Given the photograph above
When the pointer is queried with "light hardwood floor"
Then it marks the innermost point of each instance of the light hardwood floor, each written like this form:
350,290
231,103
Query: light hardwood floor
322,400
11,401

------------------------------------------------

> _Problem details_
Give each line of the entries above as a numbered list, leaving out any blank lines.

> _Expected answer_
1. Given the photograph above
2. When the pointer is queried with "light hardwood floor"
3. Then it marks the innermost point of each instance of the light hardwood floor, each written like this form:
4. 350,290
5. 231,103
6. Query: light hardwood floor
7. 322,400
8. 11,401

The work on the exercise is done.